What needs to be done: Among the items below, copy out word for word the lines from the one containing "wall shown in this photo, matching this sample?" through the one containing "point(63, 33)", including both of those lines.

Rows from a dataset
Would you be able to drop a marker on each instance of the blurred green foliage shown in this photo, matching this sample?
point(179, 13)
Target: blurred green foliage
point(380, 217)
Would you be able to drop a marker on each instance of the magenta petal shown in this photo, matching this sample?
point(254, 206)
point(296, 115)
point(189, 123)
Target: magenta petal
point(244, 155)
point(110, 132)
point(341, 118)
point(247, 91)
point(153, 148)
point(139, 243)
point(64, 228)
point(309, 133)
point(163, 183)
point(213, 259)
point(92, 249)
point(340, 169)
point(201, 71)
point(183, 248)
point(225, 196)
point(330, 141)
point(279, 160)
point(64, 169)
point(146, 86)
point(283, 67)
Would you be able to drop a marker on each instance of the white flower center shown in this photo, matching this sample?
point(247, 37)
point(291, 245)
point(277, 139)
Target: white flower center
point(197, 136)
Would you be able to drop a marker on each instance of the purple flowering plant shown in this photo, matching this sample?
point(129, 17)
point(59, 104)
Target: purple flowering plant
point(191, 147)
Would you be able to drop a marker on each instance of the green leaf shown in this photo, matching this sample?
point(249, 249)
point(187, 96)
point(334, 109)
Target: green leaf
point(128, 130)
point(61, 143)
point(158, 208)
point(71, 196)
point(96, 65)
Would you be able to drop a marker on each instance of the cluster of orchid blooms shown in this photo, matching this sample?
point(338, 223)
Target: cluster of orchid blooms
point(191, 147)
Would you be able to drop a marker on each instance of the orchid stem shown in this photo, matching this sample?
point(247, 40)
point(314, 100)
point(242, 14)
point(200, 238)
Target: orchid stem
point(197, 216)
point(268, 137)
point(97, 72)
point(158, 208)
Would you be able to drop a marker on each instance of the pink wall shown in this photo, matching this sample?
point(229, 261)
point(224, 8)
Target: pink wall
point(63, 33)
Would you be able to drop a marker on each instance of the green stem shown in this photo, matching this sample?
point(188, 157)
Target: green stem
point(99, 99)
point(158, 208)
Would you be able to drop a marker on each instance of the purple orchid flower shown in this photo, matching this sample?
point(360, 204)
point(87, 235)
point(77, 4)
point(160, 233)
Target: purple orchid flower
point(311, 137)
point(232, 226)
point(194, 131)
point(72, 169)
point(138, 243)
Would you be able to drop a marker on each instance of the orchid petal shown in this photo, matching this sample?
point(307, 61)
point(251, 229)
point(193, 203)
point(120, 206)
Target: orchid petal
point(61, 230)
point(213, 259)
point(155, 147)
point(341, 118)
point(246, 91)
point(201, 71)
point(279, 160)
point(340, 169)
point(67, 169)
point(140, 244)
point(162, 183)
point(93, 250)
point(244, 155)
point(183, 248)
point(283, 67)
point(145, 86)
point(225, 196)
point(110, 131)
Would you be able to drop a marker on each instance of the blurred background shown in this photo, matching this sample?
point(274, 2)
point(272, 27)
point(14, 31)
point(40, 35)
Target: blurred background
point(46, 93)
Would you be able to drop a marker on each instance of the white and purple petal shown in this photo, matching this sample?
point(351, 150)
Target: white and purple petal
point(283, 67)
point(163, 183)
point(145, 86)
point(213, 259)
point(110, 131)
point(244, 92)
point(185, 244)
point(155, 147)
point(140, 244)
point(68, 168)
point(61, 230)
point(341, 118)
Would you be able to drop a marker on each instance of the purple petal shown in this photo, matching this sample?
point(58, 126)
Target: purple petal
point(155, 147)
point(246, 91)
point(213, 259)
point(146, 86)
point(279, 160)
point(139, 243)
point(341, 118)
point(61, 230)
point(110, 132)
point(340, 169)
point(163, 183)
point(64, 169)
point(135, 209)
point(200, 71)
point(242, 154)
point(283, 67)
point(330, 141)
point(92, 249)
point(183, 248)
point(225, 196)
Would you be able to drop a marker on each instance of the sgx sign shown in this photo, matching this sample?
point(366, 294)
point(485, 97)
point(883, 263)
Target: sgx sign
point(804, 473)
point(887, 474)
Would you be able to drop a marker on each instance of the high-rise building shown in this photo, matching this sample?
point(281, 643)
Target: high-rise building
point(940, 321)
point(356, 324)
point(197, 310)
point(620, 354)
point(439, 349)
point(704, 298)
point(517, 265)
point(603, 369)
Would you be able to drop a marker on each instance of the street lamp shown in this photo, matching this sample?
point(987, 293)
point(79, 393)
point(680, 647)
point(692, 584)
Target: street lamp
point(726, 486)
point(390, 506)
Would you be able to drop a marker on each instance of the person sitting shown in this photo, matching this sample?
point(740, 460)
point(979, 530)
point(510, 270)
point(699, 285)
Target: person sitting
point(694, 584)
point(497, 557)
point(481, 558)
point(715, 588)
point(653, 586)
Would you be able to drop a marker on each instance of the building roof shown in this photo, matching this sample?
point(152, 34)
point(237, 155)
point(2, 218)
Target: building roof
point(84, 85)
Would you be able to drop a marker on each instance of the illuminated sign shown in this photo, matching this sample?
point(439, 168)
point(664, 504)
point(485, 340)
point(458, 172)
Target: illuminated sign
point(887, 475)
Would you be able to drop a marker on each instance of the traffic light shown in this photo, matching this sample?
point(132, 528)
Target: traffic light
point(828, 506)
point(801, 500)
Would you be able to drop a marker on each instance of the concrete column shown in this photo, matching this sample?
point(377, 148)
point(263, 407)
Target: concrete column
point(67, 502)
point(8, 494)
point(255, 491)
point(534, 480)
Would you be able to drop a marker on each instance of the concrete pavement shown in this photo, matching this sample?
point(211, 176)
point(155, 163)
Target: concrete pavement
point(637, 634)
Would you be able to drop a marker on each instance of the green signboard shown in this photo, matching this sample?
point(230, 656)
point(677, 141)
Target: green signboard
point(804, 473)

Solved exercise:
Would you be able to drop a marker on each instance of the pink wall shown in this photo, matching this sample?
point(229, 261)
point(224, 8)
Target: pink wall
point(63, 33)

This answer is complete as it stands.